> [DATA FOR THE TASK]
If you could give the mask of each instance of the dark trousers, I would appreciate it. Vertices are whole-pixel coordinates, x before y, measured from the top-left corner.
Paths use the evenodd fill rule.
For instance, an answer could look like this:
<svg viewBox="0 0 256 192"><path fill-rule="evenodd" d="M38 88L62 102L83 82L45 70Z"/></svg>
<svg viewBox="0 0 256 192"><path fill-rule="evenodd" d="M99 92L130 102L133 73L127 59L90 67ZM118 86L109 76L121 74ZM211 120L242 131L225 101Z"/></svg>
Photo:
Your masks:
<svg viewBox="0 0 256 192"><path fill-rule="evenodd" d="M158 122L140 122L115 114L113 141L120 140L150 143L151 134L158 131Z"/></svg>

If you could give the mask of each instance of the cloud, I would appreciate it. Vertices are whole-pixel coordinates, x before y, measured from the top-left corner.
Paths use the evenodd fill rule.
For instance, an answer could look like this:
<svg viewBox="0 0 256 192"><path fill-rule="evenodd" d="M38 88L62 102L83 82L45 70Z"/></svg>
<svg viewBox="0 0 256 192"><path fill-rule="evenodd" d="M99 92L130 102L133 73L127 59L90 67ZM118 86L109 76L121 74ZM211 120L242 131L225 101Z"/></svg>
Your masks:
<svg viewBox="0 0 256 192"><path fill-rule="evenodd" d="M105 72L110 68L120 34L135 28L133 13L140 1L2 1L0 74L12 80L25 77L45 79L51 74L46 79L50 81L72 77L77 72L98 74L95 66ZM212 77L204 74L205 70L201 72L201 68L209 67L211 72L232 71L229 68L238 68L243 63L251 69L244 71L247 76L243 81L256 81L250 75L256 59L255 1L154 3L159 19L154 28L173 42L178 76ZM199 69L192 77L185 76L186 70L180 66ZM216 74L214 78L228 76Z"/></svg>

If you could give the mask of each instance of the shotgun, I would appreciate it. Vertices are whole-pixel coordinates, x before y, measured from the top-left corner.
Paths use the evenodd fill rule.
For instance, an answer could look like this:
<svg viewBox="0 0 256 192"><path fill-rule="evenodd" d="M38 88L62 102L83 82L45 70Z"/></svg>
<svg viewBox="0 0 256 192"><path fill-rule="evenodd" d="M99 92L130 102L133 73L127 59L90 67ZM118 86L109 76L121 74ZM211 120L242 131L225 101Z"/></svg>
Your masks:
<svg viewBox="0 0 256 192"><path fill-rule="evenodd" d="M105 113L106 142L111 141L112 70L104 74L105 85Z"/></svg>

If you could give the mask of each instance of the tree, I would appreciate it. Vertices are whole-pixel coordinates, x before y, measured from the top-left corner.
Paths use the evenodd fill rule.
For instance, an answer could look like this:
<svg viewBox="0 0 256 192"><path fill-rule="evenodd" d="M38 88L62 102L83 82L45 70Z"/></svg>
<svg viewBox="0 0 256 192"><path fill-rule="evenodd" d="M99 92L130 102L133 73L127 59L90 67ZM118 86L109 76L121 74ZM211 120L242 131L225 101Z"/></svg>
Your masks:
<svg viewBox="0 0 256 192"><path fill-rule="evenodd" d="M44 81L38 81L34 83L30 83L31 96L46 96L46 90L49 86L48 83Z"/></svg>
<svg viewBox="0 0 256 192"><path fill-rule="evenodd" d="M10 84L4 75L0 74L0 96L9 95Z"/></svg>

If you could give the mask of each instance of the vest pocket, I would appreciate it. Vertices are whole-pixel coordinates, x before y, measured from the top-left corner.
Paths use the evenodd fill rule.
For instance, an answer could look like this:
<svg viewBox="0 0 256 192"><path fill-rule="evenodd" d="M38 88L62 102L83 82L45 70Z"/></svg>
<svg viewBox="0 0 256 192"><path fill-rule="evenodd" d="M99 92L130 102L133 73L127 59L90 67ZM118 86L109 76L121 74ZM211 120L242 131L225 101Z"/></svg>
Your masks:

> [PROMPT] Output all of the material, please, exactly as it stands.

> [IN RESPONSE]
If you could give the mask of each instance of the dark trousers, I would appreciate it. Vertices are whole-pixel coordinates, x before y, measured from the top-left corner.
Paths use the evenodd fill rule.
For instance, an answer could look like this:
<svg viewBox="0 0 256 192"><path fill-rule="evenodd" d="M38 88L62 102L83 82L45 70Z"/></svg>
<svg viewBox="0 0 256 192"><path fill-rule="evenodd" d="M99 92L130 102L133 73L127 59L90 67ZM118 86L109 76L121 74ZM211 120L242 131L225 101Z"/></svg>
Photo:
Your masks:
<svg viewBox="0 0 256 192"><path fill-rule="evenodd" d="M158 122L140 122L115 114L113 141L120 140L150 143L151 134L158 131Z"/></svg>

If you could give the mask of each instance of the cloud, I would appreciate it. Vertices are whole-pixel coordinates, x before y, measured from the top-left corner.
Paths use the evenodd fill rule.
For instance, an answer could look like this:
<svg viewBox="0 0 256 192"><path fill-rule="evenodd" d="M38 88L62 102L83 82L45 70Z"/></svg>
<svg viewBox="0 0 256 192"><path fill-rule="evenodd" d="M99 92L130 102L133 73L127 59L90 67ZM118 86L109 76L121 74ZM211 120L242 131L225 101Z"/></svg>
Your masks:
<svg viewBox="0 0 256 192"><path fill-rule="evenodd" d="M105 72L110 68L120 34L135 28L133 13L140 1L2 1L0 74L12 80L25 77L45 79L51 74L46 79L50 81L72 77L77 72L98 74L95 66ZM212 77L204 74L205 70L201 72L201 68L209 67L211 72L232 71L229 68L238 68L243 63L251 69L244 71L247 76L243 81L256 81L250 75L256 59L255 1L154 3L159 19L154 28L173 42L178 76ZM199 69L192 77L185 76L186 70L180 66ZM216 74L214 78L228 76Z"/></svg>

If you could give the mask of each instance of the shotgun, I would appreciate it. Vertices are whole-pixel coordinates, x before y, measured from the top-left corner.
Paths use the evenodd fill rule.
For instance, an answer could look like this:
<svg viewBox="0 0 256 192"><path fill-rule="evenodd" d="M38 88L62 102L83 82L45 70Z"/></svg>
<svg viewBox="0 0 256 192"><path fill-rule="evenodd" d="M99 92L130 102L133 73L127 59L90 67ZM118 86L109 76L121 74ZM211 120L242 131L225 101Z"/></svg>
Your masks:
<svg viewBox="0 0 256 192"><path fill-rule="evenodd" d="M105 113L106 142L111 141L112 70L104 74L105 85Z"/></svg>

If you could give the mask of each instance of the tree, I would appreciate it. Vertices are whole-pixel coordinates, x before y, measured from the top-left corner.
Paths use the evenodd fill rule.
For instance, an answer could look like this:
<svg viewBox="0 0 256 192"><path fill-rule="evenodd" d="M38 88L62 102L83 82L45 70Z"/></svg>
<svg viewBox="0 0 256 192"><path fill-rule="evenodd" d="M99 92L130 102L133 73L127 59L90 67ZM118 86L109 76L121 74ZM211 120L242 131L225 101Z"/></svg>
Your masks:
<svg viewBox="0 0 256 192"><path fill-rule="evenodd" d="M44 81L38 81L34 83L30 83L31 96L46 96L46 90L49 86L48 83Z"/></svg>
<svg viewBox="0 0 256 192"><path fill-rule="evenodd" d="M10 84L4 75L0 74L0 96L9 95Z"/></svg>

If you could give the mask of each instance of the vest pocket, I would appreciate it. Vertices are whole-pixel coordinates, x before y, measured from the top-left corner.
Paths use the evenodd fill rule.
For instance, an answer could look like this:
<svg viewBox="0 0 256 192"><path fill-rule="evenodd" d="M38 88L62 102L83 82L45 70Z"/></svg>
<svg viewBox="0 0 256 192"><path fill-rule="evenodd" d="M99 92L130 102L133 73L127 59L90 67ZM118 86L109 76L121 74ZM211 120L242 131L225 101Z"/></svg>
Your masks:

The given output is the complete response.